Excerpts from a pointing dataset
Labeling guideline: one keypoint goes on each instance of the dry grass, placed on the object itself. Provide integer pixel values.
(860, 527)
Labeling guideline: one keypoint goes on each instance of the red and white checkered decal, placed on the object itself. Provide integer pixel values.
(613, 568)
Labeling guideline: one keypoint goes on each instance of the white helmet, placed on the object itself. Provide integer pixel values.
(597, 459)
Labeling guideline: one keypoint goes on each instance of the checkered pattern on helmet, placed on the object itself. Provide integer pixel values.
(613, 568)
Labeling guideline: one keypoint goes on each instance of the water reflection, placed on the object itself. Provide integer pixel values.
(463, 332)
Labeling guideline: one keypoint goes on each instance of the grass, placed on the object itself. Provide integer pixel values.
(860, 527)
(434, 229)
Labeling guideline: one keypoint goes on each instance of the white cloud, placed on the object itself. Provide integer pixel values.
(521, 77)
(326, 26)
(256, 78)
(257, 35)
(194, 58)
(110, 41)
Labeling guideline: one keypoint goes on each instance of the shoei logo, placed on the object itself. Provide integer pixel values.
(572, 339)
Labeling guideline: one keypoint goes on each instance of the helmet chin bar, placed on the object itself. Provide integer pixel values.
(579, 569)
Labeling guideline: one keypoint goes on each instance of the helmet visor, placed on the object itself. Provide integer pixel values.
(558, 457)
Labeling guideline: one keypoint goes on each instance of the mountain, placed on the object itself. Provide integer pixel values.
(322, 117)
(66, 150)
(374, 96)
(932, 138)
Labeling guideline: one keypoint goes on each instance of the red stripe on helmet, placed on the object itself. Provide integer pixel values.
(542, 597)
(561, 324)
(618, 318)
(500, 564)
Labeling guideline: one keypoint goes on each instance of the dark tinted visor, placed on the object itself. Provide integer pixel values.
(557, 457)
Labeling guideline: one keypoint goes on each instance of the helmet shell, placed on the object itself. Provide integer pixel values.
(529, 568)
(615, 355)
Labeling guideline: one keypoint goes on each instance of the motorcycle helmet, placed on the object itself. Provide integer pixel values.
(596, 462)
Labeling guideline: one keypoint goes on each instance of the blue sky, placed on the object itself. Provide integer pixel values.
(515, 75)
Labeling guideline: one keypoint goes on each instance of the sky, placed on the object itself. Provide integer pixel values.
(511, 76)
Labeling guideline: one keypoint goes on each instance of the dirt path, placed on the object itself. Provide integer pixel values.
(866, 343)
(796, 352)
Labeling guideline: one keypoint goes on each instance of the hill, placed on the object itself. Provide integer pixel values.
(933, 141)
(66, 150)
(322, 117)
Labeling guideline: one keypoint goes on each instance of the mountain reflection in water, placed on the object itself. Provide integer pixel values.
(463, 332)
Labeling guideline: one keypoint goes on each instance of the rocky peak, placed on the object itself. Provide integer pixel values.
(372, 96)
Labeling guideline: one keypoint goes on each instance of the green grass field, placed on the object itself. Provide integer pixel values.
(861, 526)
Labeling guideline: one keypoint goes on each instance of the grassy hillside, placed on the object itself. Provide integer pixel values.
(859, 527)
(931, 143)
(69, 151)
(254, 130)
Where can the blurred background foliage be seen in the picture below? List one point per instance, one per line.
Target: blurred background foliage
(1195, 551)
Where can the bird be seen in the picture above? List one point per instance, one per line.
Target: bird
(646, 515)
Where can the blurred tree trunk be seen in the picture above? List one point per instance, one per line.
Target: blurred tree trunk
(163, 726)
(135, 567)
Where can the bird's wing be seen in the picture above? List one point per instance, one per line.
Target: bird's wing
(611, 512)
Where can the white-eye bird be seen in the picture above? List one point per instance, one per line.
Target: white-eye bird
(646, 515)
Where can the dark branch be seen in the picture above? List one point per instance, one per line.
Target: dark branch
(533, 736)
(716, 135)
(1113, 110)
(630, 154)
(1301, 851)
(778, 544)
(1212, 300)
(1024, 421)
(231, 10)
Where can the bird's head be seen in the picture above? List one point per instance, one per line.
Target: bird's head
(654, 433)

# [EXERCISE DESCRIPTION]
Please write out all of the records above again, word for word and unchanged.

# [TASK ANSWER]
Labeling guideline: one keypoint goes on each instance of the dry grass, placed on the object itself. Provide integer pixel values.
(860, 527)
Labeling guideline: one keypoint goes on each instance of the red and white checkered decal, placed on the object itself. Provide integer pixel values.
(613, 568)
Labeling guideline: one keypoint goes on each instance of the white helmet, placed on the object itself. Provide integer pixel values.
(597, 459)
Labeling guideline: one keypoint goes on each instance of the checkered pattern on helmet, placed on the object itself. Provide integer pixel values.
(613, 568)
Labeling guideline: one keypoint goes on each instance of the water reflection, placed on the object itself. Provide integer pixel values.
(463, 332)
Labeling guideline: one keypoint goes on each instance of the grass, placed on the object itself. Provide integer pixel values.
(860, 527)
(434, 229)
Labeling guideline: one keypoint goes on each instance of the white cloud, placed on the object itself. Provide integer pixel values.
(521, 77)
(326, 26)
(256, 78)
(257, 35)
(194, 58)
(110, 41)
Labeling guideline: one keypoint goes on each instance of the shoei logo, placed on the object itself. Provide integer pixel values.
(572, 339)
Labeling guideline: one keypoint goes on each instance of the helmet chin bar, placed on the object itself. Provide integer pixel values.
(579, 569)
Labeling guideline: one keypoint goes on each instance of the helmet visor, placed on the object itself. Provide integer pixel values.
(558, 457)
Labeling guideline: one keypoint goes on each instance of the mountain, placed on the object itself. Provide integer pixel values.
(322, 117)
(66, 150)
(374, 96)
(932, 138)
Labeling guideline: one keypoint goes on each instance of the red stripe on helmet, placed on the object itself. Provide integer pixel values.
(542, 597)
(561, 324)
(618, 318)
(500, 564)
Labeling guideline: one keypoint goes on each instance of the dark tinted visor, placed on the object itself. Provide integer pixel values.
(557, 457)
Labeling guideline: one keypoint goes on each instance of the helmet shell, placed on the object itself. Provide integer pixel values.
(529, 568)
(615, 355)
Labeling guideline: one keypoint goes on each instance of the motorcycle helmet, placed on the object itself. Provide integer pixel values.
(596, 462)
Labeling guideline: one keypoint goes on each instance of the blue sky, placed on the object itself. Provide integer pixel values.
(515, 75)
Labeling guideline: one keypoint goes on each instance of the sky, placed on the object itself. Provide integer pixel values.
(511, 76)
Labeling guideline: one keypoint goes on each instance of the dirt path, placed on the object itself. Provide integer pixel values.
(866, 343)
(796, 352)
Labeling guideline: one keypoint goes on each instance of the hill, placed on the object itself. Provide integer pixel values.
(933, 141)
(66, 150)
(322, 117)
Labeling guideline: one keypoint goes on each instance of the mountain reflection in water, placed on the object itself. Provide integer pixel values.
(463, 332)
Labeling guideline: one keypoint goes on each instance of the rocky peak, placed on the object itself. Provide integer pixel values.
(372, 96)
Labeling guideline: one keypoint goes on each instance of the green grass field, placed on the object itself. Provide integer pixel values.
(861, 526)
Labeling guideline: one keypoint goes on each instance of the grassy hillside, placed on the object itself. Provide integer pixel values.
(859, 527)
(931, 143)
(69, 151)
(254, 130)
Where can the blurred background foliage be seen in the picture below? List one point per instance, one per line.
Target: blurred background foliage
(1195, 551)
Where can the bird be seen in the picture above? List one point per instance, one per line.
Target: bird
(646, 515)
Where can the blurred tree trunk be seen in the picture above? List one point per instance, one per line.
Target: blurred tree trunk
(163, 726)
(135, 567)
Where can the bird's wing be seen in the picture above? List one point per instance, one per line.
Target: bird's wing
(611, 512)
Where can the white-eye bird be seen in the picture above? List one point per instance, one per line.
Target: white-eye bird
(646, 515)
Where can the dark branch be seen in the picture above? List one point per instance, one per line.
Target: dark branch
(533, 736)
(716, 135)
(1113, 110)
(630, 154)
(1301, 851)
(778, 544)
(1212, 300)
(1024, 421)
(231, 10)
Where can the bird's head be seen in the picture above? List one point per instance, one per line.
Target: bird's head
(654, 433)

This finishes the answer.